Rows from a dataset:
+===+
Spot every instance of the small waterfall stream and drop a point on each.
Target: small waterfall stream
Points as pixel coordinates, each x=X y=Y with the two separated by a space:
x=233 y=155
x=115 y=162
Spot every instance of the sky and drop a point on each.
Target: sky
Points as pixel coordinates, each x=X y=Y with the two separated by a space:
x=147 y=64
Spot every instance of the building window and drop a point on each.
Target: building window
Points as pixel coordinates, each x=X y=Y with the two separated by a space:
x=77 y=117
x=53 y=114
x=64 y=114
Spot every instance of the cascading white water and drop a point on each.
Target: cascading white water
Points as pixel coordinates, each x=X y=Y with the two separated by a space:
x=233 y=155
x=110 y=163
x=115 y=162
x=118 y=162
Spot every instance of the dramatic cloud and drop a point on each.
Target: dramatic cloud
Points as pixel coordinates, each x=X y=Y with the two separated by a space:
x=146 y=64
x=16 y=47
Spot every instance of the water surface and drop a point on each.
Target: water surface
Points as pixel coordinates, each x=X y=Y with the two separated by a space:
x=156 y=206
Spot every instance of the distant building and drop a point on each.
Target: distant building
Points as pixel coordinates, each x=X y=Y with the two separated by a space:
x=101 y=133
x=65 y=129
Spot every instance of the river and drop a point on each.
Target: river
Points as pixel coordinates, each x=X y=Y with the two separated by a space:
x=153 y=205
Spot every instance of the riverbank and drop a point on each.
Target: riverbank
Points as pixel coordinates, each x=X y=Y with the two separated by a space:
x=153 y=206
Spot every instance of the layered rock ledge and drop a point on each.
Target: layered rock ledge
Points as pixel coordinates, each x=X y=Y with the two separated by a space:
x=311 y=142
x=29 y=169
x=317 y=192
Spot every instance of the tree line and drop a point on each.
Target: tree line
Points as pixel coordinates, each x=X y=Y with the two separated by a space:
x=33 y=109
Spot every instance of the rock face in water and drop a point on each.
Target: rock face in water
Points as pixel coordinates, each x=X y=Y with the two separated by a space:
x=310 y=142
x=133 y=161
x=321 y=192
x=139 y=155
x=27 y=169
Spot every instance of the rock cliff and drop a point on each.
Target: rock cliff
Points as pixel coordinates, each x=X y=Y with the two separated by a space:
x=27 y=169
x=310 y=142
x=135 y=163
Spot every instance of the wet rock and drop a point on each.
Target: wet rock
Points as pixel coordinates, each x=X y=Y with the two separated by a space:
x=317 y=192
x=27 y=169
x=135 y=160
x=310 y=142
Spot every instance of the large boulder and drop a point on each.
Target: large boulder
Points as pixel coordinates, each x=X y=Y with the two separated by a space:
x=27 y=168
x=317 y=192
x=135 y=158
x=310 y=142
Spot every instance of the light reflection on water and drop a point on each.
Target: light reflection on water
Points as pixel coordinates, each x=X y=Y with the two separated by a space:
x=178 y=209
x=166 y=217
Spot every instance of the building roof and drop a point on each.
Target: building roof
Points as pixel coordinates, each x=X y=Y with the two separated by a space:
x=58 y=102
+===+
Exercise:
In the listing above, find the line containing "Spot every instance of the tree" and please quote exactly that line through the last one, and no other lines.

Result of this task:
Spot every instance of the tree line and drop a point on each.
Target: tree line
Points as pixel coordinates, each x=X y=Y with the two separated by a space:
x=33 y=109
Spot every instance of the rock face in water and drop a point on each.
Target: rock face in water
Points as pixel coordinates, each x=X y=Y with the two separated by a space:
x=310 y=142
x=133 y=161
x=321 y=192
x=139 y=155
x=27 y=169
Spot every instance of the rock cliff and drop a point on each.
Target: rock cliff
Points as pixel coordinates, each x=X y=Y with the two separated by a space:
x=27 y=169
x=310 y=142
x=135 y=163
Spot every instance of the wet rock and drop a point on each.
Target: wet rock
Points as pixel coordinates, each x=X y=Y with the two separated by a space:
x=317 y=192
x=27 y=169
x=135 y=160
x=310 y=142
Spot every instance of the large boulder and drop a point on each.
Target: large boulder
Points as pixel coordinates, each x=X y=Y with the two separated by a space:
x=27 y=168
x=317 y=192
x=135 y=158
x=310 y=142
Spot every instance of the light reflection on water and drop a point on each.
Target: light reflection on water
Points as pixel coordinates, each x=X y=Y with the two separated by a space:
x=178 y=209
x=166 y=217
Spot every instance of the building roof and drop a point on each.
Target: building roof
Points as pixel coordinates, each x=X y=Y with the two separated by a space:
x=58 y=102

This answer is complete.